Wpisy do zadania

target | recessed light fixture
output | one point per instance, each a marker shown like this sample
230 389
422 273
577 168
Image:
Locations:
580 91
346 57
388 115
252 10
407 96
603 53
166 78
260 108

Zadanie do wykonania
Powiel wszystkie powyższe wpisy słowo w słowo, bez żadnych zmian.

Wynik zadania
target | recessed light fixture
output | one point per instance, each a marker shown like this sample
230 389
422 273
577 168
Image:
Locations:
580 91
346 57
388 115
252 10
407 96
603 53
166 78
260 108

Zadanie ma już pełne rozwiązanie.